Ich verwende MSI Afterburner. Es muss wohl an der Temperatur gelegen haben. Ich bin mir nicht sicher, glaube aber, vergessen zu haben die Lüfter wieder anzuschliessen  Also noch ein Punkt für deine Liste: Überhitzung der Graka


----------



## reisball (4. Juni 2013)

Dein Problem habe ich in den Startpost editiert und es freut mich, dass du es lösen konntest.


----------



## RudyPritt (5. Dezember 2013)

Hey  Hey, 
hatte letztens nen ähnliches Problem. Schwarzer Bildschirm. Was habe ich gemacht??? Bin zu Saturn um die Ecke gegangen und habe nen neuen gekauft. Hat mich zwar nen paar Taler gekostet, aber nun habe ich wieder einen....jippppiiii


----------



## Painkiller (6. Dezember 2013)

> Bin zu Saturn um die Ecke gegangen und habe nen neuen gekauft.

=-=-=

Aktualisiere im Textauszug alles von "Ich verwende MSI" bis hinunter zu "es lösen konntest.", indem du "Lüfter" durch "Ventilatoren" ersetzt, und gib den Abschnitt so wieder.

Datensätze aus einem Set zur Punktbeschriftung
=-=-=

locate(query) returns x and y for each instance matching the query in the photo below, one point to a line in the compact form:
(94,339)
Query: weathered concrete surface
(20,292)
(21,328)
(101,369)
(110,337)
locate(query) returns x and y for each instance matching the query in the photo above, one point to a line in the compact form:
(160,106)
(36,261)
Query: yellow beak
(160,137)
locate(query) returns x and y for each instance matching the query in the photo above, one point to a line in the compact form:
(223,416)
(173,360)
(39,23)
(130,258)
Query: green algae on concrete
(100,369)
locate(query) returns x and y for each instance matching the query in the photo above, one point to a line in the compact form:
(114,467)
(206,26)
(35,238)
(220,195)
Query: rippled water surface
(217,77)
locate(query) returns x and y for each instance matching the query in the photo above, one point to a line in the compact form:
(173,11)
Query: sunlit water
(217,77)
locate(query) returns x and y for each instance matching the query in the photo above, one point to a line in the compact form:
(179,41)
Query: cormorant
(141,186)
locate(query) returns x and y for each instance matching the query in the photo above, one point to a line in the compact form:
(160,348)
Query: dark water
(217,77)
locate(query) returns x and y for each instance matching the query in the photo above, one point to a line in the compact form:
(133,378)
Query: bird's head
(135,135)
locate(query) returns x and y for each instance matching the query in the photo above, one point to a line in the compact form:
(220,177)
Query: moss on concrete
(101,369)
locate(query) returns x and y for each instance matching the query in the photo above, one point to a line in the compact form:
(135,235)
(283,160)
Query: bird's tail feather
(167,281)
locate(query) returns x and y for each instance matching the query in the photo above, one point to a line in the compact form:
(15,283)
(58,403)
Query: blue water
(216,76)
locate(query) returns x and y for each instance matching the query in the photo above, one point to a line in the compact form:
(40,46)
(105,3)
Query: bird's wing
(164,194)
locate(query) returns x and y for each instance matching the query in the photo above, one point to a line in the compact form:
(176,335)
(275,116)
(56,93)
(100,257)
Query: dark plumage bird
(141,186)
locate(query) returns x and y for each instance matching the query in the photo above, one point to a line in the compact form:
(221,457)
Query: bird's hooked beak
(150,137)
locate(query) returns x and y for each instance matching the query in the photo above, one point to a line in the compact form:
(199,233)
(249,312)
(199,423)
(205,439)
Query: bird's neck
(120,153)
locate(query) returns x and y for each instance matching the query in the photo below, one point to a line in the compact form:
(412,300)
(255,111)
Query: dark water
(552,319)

=-=-=

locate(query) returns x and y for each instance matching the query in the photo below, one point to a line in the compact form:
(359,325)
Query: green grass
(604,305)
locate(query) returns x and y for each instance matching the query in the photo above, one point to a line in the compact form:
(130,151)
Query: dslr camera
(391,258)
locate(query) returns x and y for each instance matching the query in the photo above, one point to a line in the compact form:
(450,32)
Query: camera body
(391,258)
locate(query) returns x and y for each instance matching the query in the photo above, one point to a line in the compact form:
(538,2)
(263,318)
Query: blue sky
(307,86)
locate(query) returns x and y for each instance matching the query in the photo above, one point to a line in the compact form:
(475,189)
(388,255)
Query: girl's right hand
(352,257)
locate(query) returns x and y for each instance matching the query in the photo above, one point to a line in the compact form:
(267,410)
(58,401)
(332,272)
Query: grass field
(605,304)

=-=-=

LÖSUNG:
Ich verwende MSI Afterburner. Es muss wohl an der Temperatur gelegen haben. Ich bin mir nicht sicher, glaube aber, vergessen zu haben die Ventilatoren wieder anzuschliessen  Also noch ein Punkt für deine Liste: Überhitzung der Graka


----------



## reisball (4. Juni 2013)

Dein Problem habe ich in den Startpost editiert und es freut mich, dass du es lösen konntest.